<<<<

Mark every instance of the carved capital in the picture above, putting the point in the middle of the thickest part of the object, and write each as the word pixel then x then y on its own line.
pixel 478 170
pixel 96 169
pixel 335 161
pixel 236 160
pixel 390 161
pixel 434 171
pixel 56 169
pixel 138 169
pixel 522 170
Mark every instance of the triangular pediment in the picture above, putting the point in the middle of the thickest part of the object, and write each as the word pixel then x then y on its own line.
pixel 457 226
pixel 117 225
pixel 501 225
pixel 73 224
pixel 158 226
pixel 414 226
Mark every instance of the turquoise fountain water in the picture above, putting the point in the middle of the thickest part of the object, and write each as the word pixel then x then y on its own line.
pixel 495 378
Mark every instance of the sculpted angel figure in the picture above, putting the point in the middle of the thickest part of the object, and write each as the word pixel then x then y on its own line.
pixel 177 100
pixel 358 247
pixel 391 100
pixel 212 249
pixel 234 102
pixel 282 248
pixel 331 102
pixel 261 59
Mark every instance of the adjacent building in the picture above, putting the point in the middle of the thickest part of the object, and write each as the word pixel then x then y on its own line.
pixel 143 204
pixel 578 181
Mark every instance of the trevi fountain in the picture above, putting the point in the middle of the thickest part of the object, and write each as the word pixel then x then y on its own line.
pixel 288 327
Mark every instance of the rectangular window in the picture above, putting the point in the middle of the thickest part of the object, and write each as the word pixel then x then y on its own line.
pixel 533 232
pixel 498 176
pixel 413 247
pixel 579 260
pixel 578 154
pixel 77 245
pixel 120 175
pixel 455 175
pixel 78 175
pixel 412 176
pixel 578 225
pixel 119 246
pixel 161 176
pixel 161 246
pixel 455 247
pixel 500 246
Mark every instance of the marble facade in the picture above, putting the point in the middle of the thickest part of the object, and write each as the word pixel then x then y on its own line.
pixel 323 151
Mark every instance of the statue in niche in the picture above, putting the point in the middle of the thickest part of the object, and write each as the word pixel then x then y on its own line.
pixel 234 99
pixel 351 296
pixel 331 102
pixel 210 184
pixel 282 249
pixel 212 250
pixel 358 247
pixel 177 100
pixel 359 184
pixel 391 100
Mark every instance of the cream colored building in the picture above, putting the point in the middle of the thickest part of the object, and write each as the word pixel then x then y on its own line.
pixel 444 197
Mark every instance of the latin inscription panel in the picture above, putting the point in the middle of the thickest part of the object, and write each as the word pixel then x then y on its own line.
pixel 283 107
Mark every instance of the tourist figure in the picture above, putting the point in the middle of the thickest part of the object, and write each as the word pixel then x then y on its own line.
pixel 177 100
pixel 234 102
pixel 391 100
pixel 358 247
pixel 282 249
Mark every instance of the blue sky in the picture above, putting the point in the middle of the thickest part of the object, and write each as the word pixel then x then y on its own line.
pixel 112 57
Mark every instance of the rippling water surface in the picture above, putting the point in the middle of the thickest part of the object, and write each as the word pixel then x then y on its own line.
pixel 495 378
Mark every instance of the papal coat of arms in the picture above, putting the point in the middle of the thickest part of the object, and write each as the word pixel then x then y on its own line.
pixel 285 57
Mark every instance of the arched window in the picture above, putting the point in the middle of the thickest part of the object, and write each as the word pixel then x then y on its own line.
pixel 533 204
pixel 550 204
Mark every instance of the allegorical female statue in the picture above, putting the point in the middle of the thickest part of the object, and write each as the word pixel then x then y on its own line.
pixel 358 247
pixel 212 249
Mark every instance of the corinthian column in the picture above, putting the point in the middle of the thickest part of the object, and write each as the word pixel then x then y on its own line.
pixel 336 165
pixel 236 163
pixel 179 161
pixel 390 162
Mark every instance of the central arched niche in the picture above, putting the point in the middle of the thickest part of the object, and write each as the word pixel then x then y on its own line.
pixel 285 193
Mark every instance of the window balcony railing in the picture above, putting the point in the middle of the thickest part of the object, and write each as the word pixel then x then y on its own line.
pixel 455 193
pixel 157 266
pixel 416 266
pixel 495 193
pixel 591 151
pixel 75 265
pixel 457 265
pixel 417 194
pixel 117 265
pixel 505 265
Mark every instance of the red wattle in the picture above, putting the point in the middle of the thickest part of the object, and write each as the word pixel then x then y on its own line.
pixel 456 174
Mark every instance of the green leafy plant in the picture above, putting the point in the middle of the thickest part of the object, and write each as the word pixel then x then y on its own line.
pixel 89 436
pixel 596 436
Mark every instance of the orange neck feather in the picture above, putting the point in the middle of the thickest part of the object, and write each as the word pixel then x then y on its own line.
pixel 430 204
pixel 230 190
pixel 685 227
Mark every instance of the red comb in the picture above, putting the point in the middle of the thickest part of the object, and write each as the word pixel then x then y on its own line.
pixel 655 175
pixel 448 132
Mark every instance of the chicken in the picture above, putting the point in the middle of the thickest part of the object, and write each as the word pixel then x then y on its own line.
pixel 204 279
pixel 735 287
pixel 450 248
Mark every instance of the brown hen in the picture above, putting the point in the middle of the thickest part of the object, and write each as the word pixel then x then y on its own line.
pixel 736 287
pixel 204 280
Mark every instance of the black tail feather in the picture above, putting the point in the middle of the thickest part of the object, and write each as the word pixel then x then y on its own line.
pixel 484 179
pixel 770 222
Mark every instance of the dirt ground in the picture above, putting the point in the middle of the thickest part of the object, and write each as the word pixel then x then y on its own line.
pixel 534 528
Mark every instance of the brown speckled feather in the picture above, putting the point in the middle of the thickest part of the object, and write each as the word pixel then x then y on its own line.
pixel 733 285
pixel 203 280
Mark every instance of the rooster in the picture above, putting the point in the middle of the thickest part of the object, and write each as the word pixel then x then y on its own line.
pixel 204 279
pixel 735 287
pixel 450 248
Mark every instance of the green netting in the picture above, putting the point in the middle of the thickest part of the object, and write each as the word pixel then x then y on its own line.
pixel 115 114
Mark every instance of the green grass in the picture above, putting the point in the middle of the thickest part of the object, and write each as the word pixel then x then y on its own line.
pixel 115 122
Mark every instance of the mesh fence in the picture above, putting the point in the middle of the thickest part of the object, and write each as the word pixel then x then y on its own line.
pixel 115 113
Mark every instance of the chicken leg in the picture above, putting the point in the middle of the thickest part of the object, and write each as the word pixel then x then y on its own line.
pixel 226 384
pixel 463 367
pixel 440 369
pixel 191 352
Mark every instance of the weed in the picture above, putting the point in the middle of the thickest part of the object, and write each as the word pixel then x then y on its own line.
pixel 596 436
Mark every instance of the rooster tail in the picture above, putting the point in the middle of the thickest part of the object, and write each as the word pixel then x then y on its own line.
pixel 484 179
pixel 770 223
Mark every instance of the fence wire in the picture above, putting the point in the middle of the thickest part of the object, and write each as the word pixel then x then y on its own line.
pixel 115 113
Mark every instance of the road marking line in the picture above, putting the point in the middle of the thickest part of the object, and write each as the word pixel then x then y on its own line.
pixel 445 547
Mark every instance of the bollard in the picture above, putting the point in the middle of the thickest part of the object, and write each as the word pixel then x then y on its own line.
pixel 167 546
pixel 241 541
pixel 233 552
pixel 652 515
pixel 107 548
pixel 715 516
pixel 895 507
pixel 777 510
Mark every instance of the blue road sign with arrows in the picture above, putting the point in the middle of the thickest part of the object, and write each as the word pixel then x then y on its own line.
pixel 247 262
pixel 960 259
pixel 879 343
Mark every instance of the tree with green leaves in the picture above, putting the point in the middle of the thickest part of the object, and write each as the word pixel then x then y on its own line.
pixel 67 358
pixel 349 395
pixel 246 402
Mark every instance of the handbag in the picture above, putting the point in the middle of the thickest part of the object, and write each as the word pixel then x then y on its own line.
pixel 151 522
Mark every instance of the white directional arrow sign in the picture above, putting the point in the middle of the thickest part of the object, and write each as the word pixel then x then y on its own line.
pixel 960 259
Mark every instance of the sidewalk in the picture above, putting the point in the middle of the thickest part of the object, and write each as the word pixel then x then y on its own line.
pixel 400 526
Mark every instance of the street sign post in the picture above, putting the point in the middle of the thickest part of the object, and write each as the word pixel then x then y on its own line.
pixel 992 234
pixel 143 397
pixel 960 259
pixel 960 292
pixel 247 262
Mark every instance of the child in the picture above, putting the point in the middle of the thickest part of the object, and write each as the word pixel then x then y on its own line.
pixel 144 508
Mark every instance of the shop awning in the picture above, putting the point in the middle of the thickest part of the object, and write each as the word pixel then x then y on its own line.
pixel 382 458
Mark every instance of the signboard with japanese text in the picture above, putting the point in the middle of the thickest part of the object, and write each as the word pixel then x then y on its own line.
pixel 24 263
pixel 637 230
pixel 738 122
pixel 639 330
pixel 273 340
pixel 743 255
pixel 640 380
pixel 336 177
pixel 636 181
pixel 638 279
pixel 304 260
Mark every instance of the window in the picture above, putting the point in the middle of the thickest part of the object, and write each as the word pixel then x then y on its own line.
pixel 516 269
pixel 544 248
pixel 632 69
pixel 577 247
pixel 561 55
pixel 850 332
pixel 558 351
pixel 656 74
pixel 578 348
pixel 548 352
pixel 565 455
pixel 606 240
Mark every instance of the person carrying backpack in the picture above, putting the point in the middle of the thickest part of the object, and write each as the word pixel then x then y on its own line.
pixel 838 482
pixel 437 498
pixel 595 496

>>>>

■ Aim of the task ■
Write the line containing "Mark every instance of the window in" and all the lines after it out again, word for word, through the end of the material, and nothing besides.

■ Response area ■
Mark every instance of the window in the picture above, putting the point in the middle of the thickest part of the object, and write each as the word pixel then x then y on its own line.
pixel 516 269
pixel 544 248
pixel 632 69
pixel 577 247
pixel 561 55
pixel 850 332
pixel 558 351
pixel 656 74
pixel 578 348
pixel 548 352
pixel 565 455
pixel 606 240
Mark every instance of the person carrying backpack in the picture above, putting the point in the middle of the thickest part of the object, and write each as the word pixel then x then y on its own line.
pixel 838 482
pixel 437 498
pixel 595 496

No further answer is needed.